WHAT YOU ARE ASKED TO DO: In the copy, keep every record exact and leave out all images.

========

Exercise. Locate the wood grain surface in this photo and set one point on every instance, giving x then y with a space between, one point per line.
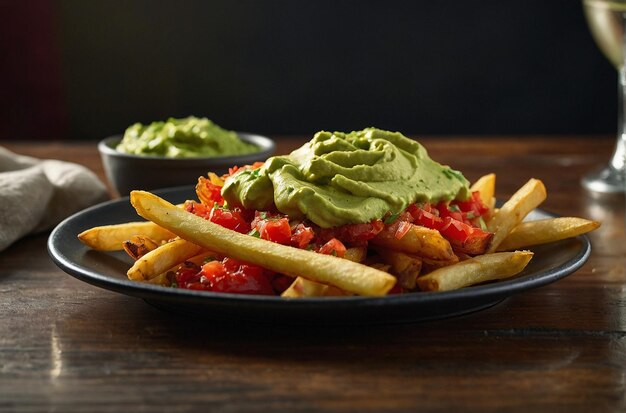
67 346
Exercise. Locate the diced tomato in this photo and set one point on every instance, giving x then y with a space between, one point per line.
403 228
333 247
275 229
197 208
208 192
213 268
463 236
474 204
235 169
232 276
229 218
241 278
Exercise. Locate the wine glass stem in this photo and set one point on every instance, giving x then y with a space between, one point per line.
618 160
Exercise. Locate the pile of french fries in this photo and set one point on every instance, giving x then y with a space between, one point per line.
421 260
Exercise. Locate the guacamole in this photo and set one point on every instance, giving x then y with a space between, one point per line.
342 178
183 138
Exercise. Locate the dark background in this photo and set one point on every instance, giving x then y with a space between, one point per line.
87 69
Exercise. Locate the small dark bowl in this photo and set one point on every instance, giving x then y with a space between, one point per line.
128 172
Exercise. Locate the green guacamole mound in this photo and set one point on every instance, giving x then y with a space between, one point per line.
343 178
183 138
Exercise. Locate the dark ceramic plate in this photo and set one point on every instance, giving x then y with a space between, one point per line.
108 270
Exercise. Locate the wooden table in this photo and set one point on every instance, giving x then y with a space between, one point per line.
67 346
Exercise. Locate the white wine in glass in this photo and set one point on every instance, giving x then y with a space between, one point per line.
606 20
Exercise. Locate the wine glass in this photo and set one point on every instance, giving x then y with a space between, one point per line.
606 20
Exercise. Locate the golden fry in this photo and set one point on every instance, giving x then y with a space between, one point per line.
162 259
356 254
486 185
421 241
301 287
475 270
547 230
326 269
138 246
527 198
110 237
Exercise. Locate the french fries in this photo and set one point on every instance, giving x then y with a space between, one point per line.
111 237
418 240
409 257
162 259
527 198
475 270
325 269
544 231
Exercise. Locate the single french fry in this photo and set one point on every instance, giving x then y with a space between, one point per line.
527 198
138 246
405 266
543 231
356 254
475 270
162 259
110 237
326 269
301 288
421 241
429 265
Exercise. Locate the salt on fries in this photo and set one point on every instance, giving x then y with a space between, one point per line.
420 259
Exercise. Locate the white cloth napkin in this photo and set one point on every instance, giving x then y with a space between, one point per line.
37 194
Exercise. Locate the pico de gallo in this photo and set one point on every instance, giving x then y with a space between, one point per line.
461 222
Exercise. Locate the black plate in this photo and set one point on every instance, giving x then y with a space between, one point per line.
108 270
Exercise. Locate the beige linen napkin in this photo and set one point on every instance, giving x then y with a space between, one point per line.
37 194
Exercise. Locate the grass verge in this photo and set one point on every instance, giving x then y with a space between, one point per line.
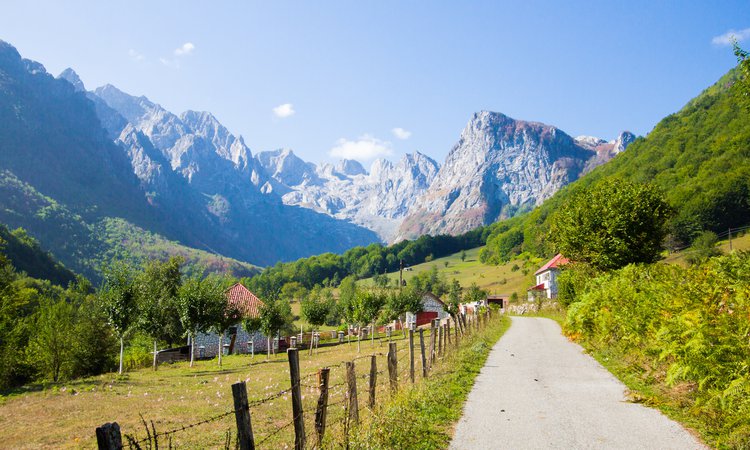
424 416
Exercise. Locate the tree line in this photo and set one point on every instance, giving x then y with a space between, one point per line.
330 269
52 333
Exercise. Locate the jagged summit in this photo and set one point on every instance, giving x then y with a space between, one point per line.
498 167
72 77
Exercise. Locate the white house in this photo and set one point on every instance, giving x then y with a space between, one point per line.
432 308
546 278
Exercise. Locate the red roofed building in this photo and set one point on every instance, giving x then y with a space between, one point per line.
237 339
546 278
245 301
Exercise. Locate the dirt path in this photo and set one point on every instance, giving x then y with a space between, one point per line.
538 391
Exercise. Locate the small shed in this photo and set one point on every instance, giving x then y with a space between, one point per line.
500 300
236 337
546 278
432 308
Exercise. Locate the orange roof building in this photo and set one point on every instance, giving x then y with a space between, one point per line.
546 278
244 300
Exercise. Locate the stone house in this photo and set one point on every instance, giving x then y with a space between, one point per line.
546 278
432 308
236 338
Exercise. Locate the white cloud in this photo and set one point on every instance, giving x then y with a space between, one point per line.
401 133
134 55
730 36
170 62
363 149
186 49
284 111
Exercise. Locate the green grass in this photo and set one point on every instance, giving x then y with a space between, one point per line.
424 417
500 280
65 415
738 243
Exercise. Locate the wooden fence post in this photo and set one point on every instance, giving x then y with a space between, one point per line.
393 366
351 382
424 358
373 380
440 339
299 420
245 439
321 412
108 437
433 343
411 355
457 327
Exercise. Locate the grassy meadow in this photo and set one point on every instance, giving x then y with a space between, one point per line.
513 277
65 415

========

RESPONSE TO THIS TASK:
Exercise. Locate the wood grain surface in this photo and set one point on every instance, giving x then y with a space between, one point per line.
67 346
Exercise. Locate the diced tomato in this photo and set one point on every instance, giving x then y with a space between, one point per line.
403 228
333 247
275 229
197 208
208 192
213 268
463 236
474 204
235 169
232 276
229 218
241 278
Exercise. Locate the wine glass stem in this photo and set one point on every instance, giving x then y with a space between, one point per line.
618 160
Exercise. Locate the pile of french fries in this photo and set one point on every instance, giving x then y with a space between, one point per line.
421 260
Exercise. Locate the guacamole in this photo and set one point on every instance, giving x then y with a space between, one point per line.
342 178
183 138
Exercise. Locate the dark background in this photo and set one point on every instance, giving x then y with a space between, one point per line.
87 69
Exercise. Locate the small dark bowl in this photo and set one point on every instance, giving x then y with a space between, one point per line.
128 172
Exercise. Locate the green guacamole mound in this photo and set one point on every instance, giving x then y with a space between, one point per line.
343 178
183 138
Exercise. Locate the dark ceramic plate in this photo and set one point on every instance, giving x then y with a space between, one point per line.
108 270
Exercise. Locate the wooden table in this photo and set one point on every instance, giving x then y with a space between, one point per line.
67 346
Exercise. Locate the white wine in glass in this photo and set one point on every instance, giving x then y with a space between, one point per line.
606 20
Exercise. Locate the wine glass in this photo and set one point on every instance, giving x then y with a space between, one point per line.
606 20
Exercise. Locate the golden fry in this photo and set one point on every instance, giving x then y with a space between, one point per line.
162 259
356 254
486 185
421 241
301 287
475 270
547 230
326 269
138 246
527 198
110 237
Exercise. Locate the french fries in this photo and set one point on every instance, giving x then y with a space between, one point per line.
111 237
418 240
409 257
162 259
527 198
475 270
325 269
544 231
Exercise. Locate the single french fry in this photo and set one point on every instance, giving x then y with a space between, one point per line.
527 198
138 246
405 266
543 231
356 254
475 270
162 259
110 237
326 269
301 288
421 241
429 265
Exercise. Locate the salt on fries in this photo and set one point on every instance, giving x then y with a space between, one point per line.
420 259
Exercise. Locate the white cloth napkin in this photo and set one point on every instance, giving x then y with a space between, one point per line.
37 194
Exercise. Locate the pico de gallo in this photo and set one point on every instance, giving x then y with a space between, one point per line.
461 222
Exercise. Locate the black plate in this photo and set one point on every instance, giving x then y with a space between, one point per line.
108 270
Exercise. Locate the beige linen napkin in this photo and set one point on every instance, giving x then y with a space between, one point per line.
37 194
Exercise. Locate the grass verge in this photo and set one point on every instance, giving x then y with a space between, one point per line.
424 416
Exercise. Locate the tree line in this photo and set one point on every instance, giving x then y with a space between, one point per line.
330 269
52 333
Exercise. Locate the jagged summit in this photo and set one point on every instance, giving x then y with a space between, one point per line.
498 167
72 77
Exercise. Locate the white house in this photo and set one point on every instance, giving x then y with a space between, one point per line.
432 308
546 278
Exercise. Locate the red roofed building in this photo and set one point on every instance, giving x then y with a space between, one point per line.
237 339
546 278
245 301
Exercise. Locate the dirt path in this photo and set one point on every instance, giving x then y with a space between, one point per line.
538 391
Exercise. Locate the small shed in this photo and set one point on every instance, giving x then y with a space between, one point per line.
500 300
236 337
546 278
432 308
Exercise. Locate the orange roof building in this photo and set one point on every instance, giving x then y with a space between, one point per line.
546 278
244 300
Exercise. Locate the stone house in this photo and set one point on every instance, giving x then y with a space between, one point per line.
546 278
432 308
236 338
Exercise. Locate the white cloud in this photo and set one point on every instance, giving x then y with a space between, one point per line.
401 133
134 55
730 36
170 62
363 149
186 49
284 111
Exercise. Locate the green grass in this photo and set one point on every instance, giving x then y with a space between, one point per line.
424 417
500 280
65 415
738 243
Exercise. Locate the wooden fence post in this photo and set one point on every instance, giving x then y with a space between, one point per line.
393 366
351 382
424 358
373 380
440 339
299 420
245 439
321 412
108 437
433 343
411 355
457 327
Exercise. Locate the grassy meadow in this photo and set one point on every instance, giving x then y with a space between, one point per line.
513 277
65 415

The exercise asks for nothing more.